» Exercise passage:
Russians? Why does anyone think they haven’t been conducting themselves like always? They’ve been into this gig for hundreds of years and actually, Putin loves the fact that the “Soviet Union” is no more as it was…he has gotten a golden opportunity to remake it in his image.
Is the world great or not?
Maybe I needed a few more words, because I don’t think this is what I was arguing.
In my reality, ugly words/thoughts/deeds have terrible consequences, many of which will be unseen and unknowable but will nonetheless cause great harm for untold time to untold number of peoples.
You missed Jeff’s point, Sue. He wasn’t pointing out that ugly words/thoughts/deeds have bad consequences that are often unforeseen. If he were, you are right: it would be a big “no duh.”
In his example, though, the butterfly that causes the hurricane wasn’t necessarily doing anything ugly. It was just doing what it does, flit from flower to flower. Not a malicious act, that, but one that can still have bad consequences, regardless of the butterfly’s intentions.
But that still isn’t the thesis of the post. What Jeff is talking about  one of the primary themes of this blog  is how to interpret the meaning of words and actions. The camp on the Left (and in humanities departments in universities) says that stuff means what the listener thinks it means, not what the speaker or actor intended.
The hazard of that mode of operation is that person A can say X and mean X, but then person B can come along and claim that person A meant Y, because that’s how person B interpreted it. Therefore, person A is held accountable for having meant Y even if in reality he meant X.
It’s a totalitarian mode of operation because it means that someone else gets to control your speech and its meanings. “The author is dead,” they like to say in lit crit classes.
As for the case at hand, Putin is imputing bad motives to US policy. Motives, being interior, are hard if not impossible to prove, so the US is bad only if its intentions are bad.

» Dataset extract:
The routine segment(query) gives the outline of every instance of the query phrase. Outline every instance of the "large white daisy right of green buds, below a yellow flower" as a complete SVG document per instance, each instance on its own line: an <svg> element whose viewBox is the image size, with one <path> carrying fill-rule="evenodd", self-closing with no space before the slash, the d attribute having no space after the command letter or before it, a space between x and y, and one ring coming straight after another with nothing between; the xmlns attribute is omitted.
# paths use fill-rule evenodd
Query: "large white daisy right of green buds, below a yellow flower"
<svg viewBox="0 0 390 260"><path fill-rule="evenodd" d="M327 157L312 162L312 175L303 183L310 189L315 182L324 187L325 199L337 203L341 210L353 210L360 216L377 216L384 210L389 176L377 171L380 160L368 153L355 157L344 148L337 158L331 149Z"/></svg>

» What is being asked:
Rewrite the part of the passage about interpreting meaning that opens with the words containing "But that still" and closes with "or actor intended.", putting "faction" in place of "camp".

» Response area:
But that still isn’t the thesis of the post. What Jeff is talking about  one of the primary themes of this blog  is how to interpret the meaning of words and actions. The faction on the Left (and in humanities departments in universities) says that stuff means what the listener thinks it means, not what the speaker or actor intended.